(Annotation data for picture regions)
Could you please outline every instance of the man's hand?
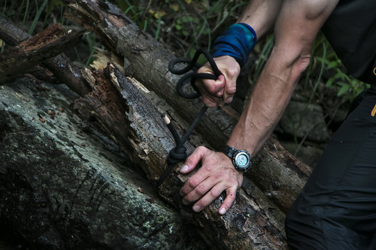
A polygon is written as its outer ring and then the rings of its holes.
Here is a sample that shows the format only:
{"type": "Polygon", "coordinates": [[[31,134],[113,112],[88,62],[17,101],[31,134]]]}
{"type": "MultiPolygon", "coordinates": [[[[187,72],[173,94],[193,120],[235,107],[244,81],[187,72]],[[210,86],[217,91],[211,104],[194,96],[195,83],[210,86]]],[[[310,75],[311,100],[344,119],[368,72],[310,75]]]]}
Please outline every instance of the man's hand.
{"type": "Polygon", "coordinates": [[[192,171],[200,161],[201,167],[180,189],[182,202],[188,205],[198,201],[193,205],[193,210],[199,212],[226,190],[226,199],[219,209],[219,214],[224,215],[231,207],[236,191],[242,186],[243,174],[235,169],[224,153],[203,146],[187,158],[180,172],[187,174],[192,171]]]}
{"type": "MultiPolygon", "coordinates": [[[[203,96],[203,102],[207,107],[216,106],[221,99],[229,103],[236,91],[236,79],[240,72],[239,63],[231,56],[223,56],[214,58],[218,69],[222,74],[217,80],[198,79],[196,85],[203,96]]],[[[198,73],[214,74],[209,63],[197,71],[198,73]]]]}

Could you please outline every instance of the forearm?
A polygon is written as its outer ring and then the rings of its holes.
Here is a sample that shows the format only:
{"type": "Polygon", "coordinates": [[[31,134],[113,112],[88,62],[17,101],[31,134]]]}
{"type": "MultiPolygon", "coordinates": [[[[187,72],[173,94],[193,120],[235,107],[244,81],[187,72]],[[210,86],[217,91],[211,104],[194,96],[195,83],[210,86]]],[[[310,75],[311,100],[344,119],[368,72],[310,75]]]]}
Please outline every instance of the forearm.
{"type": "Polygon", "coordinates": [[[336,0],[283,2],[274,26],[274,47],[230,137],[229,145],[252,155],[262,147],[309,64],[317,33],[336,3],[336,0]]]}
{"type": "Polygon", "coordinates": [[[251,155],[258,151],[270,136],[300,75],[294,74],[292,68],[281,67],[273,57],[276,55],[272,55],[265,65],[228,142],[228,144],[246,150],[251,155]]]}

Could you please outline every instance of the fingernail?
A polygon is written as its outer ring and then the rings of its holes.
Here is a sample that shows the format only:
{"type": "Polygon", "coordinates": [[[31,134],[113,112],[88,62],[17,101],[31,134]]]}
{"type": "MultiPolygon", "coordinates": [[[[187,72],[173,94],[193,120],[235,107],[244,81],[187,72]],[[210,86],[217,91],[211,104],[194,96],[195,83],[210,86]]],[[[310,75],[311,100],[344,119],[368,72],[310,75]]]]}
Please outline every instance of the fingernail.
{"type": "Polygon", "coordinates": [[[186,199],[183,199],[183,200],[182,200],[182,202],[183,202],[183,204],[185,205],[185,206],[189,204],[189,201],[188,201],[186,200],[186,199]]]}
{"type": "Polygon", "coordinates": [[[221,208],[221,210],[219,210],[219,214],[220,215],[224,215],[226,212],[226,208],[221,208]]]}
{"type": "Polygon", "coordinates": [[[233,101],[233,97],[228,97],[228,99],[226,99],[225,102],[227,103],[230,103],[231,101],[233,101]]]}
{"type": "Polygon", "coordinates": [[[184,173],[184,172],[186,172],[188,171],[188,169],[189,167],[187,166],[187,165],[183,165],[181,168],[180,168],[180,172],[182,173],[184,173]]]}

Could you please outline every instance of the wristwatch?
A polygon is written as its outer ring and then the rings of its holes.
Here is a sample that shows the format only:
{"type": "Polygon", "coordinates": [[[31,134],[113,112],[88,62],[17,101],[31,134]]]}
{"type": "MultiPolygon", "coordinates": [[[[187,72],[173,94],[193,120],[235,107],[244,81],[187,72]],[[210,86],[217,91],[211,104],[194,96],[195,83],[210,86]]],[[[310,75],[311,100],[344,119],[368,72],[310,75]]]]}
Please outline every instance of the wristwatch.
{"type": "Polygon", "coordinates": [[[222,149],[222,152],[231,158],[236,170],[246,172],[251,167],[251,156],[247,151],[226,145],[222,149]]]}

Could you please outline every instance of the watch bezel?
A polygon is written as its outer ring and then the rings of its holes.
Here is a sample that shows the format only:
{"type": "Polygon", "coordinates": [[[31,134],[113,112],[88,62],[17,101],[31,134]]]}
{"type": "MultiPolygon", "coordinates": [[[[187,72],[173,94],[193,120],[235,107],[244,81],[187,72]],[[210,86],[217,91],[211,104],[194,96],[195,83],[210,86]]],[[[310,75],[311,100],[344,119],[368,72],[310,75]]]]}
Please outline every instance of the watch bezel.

---

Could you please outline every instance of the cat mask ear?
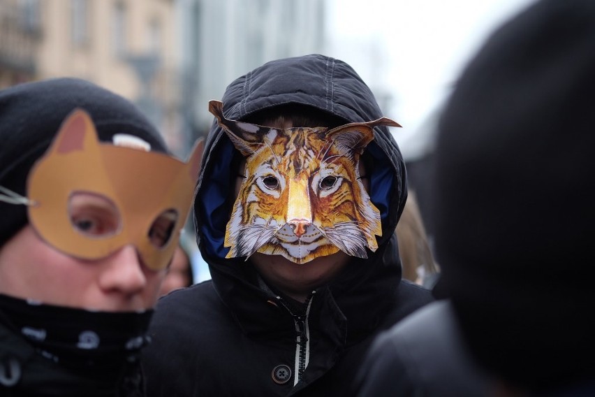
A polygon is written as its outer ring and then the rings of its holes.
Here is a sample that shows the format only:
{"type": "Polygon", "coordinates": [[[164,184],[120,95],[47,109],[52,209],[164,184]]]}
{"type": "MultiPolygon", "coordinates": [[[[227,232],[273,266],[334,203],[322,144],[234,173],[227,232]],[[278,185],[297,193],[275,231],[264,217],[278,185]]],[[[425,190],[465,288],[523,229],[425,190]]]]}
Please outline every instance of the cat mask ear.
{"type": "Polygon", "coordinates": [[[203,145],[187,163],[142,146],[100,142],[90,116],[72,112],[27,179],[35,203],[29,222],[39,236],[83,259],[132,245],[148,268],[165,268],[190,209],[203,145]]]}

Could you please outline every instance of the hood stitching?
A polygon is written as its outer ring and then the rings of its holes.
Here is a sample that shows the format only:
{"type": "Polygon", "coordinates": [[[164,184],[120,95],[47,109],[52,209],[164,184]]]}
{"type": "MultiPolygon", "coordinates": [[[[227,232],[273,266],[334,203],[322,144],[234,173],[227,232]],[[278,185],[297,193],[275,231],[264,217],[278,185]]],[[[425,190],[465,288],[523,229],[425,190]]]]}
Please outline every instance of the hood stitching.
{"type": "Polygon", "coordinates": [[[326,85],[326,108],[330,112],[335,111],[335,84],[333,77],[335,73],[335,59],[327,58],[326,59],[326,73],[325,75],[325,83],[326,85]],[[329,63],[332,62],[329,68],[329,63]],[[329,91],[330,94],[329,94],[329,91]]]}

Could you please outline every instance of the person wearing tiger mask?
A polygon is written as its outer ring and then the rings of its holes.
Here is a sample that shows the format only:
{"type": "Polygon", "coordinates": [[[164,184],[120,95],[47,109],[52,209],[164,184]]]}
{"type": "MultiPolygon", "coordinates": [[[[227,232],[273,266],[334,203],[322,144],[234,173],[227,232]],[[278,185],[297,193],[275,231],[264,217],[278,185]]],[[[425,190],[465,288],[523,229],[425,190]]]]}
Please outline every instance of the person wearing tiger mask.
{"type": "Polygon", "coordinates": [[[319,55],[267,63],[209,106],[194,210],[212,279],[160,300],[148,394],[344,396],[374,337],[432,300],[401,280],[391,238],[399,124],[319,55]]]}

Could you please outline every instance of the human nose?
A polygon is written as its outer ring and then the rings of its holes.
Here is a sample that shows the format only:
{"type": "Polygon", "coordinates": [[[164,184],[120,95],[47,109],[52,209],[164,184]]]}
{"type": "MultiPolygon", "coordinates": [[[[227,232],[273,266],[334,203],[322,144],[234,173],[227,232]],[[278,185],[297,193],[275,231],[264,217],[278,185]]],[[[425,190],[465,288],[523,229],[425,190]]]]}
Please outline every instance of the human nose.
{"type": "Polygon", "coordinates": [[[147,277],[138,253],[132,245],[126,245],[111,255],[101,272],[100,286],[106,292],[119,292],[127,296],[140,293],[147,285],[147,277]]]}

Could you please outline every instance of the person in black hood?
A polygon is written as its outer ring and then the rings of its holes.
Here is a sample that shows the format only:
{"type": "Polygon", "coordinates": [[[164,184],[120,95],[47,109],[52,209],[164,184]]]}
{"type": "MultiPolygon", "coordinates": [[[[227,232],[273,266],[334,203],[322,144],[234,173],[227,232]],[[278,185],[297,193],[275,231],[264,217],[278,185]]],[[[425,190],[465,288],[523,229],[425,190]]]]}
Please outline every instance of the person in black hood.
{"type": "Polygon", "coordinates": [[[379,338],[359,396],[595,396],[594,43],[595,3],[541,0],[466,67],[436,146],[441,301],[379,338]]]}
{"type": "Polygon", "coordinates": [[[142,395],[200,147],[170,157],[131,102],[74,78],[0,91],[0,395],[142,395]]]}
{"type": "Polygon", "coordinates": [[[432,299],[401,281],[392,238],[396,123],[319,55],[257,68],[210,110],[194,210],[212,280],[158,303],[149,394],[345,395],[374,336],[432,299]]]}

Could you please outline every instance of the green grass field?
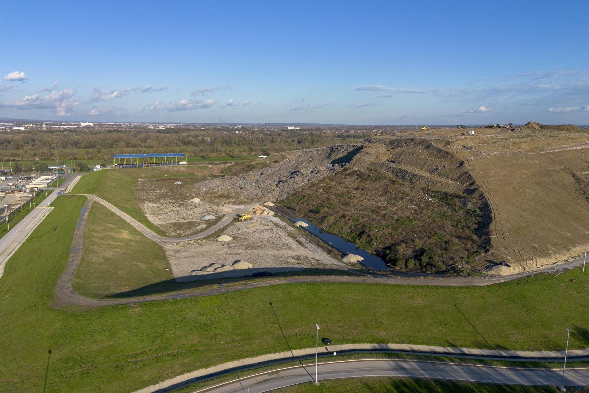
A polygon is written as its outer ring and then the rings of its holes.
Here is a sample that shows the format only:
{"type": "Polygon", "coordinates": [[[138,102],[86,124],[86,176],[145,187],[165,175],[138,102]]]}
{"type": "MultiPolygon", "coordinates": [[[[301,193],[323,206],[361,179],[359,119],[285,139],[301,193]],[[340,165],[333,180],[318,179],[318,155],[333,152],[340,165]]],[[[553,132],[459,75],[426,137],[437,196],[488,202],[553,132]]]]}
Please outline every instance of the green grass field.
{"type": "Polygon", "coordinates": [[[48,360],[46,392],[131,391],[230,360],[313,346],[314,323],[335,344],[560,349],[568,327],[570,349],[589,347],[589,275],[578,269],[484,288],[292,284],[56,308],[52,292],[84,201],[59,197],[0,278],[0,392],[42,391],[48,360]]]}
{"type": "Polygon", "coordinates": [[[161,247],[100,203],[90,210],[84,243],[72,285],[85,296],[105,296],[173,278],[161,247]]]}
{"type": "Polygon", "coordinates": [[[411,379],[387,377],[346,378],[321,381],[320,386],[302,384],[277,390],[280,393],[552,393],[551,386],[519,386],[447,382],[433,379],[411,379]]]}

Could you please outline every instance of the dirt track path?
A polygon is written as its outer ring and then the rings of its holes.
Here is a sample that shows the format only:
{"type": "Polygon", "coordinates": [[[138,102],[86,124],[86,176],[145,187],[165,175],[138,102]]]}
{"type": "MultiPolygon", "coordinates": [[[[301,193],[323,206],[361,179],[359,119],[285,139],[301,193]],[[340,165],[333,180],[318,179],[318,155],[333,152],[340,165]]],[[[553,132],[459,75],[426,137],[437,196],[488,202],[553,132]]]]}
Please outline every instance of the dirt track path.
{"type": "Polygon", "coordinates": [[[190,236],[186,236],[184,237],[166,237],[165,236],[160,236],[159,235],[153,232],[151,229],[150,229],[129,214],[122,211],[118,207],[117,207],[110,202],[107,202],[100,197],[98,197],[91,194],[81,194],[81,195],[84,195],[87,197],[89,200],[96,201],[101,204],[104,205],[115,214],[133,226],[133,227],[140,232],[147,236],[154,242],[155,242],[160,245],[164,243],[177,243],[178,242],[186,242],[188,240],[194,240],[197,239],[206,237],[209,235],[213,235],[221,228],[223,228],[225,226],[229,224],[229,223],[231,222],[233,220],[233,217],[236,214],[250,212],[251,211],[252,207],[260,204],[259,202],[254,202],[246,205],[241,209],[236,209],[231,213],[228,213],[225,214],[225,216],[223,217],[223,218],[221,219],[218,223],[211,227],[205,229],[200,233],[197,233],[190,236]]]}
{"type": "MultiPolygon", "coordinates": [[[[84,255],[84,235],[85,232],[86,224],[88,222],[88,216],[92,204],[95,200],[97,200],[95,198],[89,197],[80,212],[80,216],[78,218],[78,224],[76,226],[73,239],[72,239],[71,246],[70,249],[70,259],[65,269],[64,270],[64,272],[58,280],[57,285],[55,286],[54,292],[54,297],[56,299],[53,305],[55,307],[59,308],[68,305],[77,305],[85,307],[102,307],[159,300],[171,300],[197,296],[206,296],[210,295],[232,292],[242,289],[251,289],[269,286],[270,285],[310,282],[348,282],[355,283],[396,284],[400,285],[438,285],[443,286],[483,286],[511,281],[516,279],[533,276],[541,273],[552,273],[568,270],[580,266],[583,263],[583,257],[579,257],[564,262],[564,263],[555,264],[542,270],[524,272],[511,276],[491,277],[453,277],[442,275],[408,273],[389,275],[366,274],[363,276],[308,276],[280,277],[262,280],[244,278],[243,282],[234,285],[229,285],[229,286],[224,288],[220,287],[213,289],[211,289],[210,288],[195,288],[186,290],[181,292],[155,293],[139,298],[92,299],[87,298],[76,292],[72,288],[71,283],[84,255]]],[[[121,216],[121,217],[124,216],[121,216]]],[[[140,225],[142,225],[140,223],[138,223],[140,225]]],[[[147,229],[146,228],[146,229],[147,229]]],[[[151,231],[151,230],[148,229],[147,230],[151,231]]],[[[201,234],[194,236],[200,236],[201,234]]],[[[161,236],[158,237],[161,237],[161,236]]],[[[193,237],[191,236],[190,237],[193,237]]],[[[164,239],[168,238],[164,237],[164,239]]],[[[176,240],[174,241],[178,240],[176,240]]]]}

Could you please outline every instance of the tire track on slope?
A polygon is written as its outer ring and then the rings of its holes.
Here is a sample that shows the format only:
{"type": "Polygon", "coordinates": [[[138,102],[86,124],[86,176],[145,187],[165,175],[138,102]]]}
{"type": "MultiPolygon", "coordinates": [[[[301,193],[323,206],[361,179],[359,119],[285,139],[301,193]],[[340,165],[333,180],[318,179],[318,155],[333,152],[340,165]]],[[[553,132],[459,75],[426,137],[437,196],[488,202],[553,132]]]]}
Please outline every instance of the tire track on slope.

==

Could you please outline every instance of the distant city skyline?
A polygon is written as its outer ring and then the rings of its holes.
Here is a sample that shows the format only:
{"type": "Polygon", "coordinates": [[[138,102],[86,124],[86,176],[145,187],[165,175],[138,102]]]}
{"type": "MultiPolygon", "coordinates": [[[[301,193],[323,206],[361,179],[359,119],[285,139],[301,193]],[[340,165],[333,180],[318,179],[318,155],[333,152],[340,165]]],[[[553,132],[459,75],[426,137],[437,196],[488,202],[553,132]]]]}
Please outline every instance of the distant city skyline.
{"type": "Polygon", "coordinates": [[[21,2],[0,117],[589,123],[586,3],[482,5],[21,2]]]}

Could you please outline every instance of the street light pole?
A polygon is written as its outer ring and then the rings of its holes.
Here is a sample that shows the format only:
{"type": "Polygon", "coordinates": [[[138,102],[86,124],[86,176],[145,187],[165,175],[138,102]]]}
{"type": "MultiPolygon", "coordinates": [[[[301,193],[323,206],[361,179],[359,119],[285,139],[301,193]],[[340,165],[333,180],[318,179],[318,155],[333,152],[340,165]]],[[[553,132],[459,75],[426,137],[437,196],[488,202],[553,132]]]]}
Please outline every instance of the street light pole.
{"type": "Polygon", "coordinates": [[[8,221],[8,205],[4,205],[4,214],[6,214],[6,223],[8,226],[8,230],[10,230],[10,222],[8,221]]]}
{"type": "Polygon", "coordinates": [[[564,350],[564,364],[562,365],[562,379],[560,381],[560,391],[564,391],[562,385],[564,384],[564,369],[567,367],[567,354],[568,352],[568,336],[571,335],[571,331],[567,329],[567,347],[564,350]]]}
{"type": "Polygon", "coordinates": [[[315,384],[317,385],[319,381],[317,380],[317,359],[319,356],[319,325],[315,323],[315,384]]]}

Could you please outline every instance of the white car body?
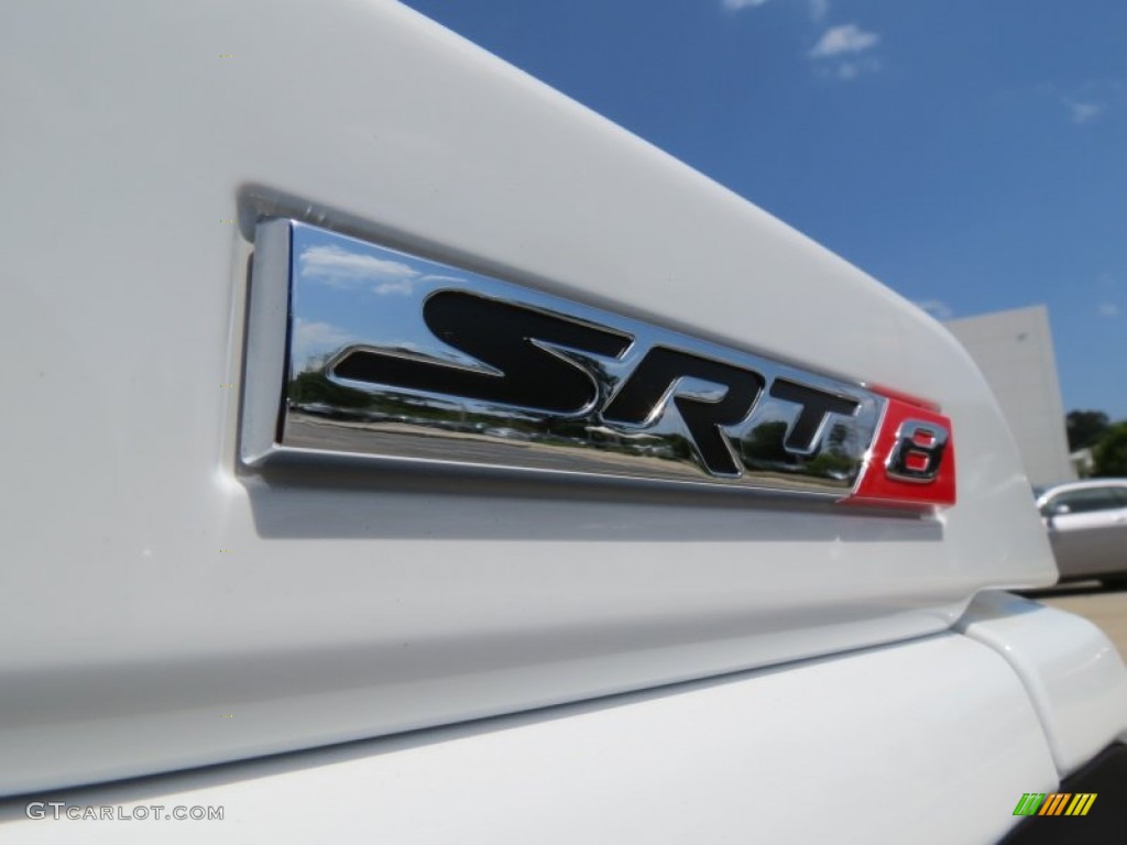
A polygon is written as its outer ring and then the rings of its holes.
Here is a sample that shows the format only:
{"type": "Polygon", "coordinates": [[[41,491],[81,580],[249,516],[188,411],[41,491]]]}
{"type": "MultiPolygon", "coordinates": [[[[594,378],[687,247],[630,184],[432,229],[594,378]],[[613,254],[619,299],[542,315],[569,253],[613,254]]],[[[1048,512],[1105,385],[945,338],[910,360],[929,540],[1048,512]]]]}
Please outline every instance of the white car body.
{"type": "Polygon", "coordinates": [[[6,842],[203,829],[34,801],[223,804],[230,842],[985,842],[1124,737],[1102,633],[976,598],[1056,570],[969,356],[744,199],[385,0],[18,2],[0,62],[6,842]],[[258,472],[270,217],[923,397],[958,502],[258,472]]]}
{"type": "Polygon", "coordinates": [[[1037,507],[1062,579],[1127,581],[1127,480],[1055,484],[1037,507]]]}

# STATED TASK
Output the lines of the material from the one containing "Could you please outline every instance of the man's" through the one containing "Please outline every instance of the man's hand.", reproducing them verbatim but omitting the picture.

# RESULT FOR THIS EXERCISE
Could you please outline every instance of the man's hand?
A polygon is written as its outer ring and then the rings of its holes.
Here is a sample that shows the format only:
{"type": "Polygon", "coordinates": [[[31,134],[113,112],[88,62],[17,101],[31,134]]]}
{"type": "MultiPolygon", "coordinates": [[[[187,72],[173,94],[193,120],[235,107],[244,81],[187,72]],[[210,86],[217,91],[211,104],[194,96],[195,83],[210,86]]],[[[310,75],[311,100],[344,119],[368,72],[310,75]]]]}
Please outline every instance of the man's hand.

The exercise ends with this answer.